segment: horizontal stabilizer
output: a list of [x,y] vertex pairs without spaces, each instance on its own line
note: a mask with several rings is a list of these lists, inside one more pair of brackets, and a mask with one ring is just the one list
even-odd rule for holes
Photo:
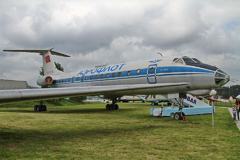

********************

=== WHAT IS REQUIRED ===
Write the entries out again, switching "horizontal stabilizer" to "vertical stabilizer" and keeping everything else unchanged. Leave the pictures out.

=== THE OUTPUT ===
segment: vertical stabilizer
output: a list of [x,y] vertex pairs without spaces, each instance on its own line
note: a mask with several rings is a list of these lists, inside one more pair of brackets, and a mask with one ring is just the one list
even-odd rule for holes
Photo:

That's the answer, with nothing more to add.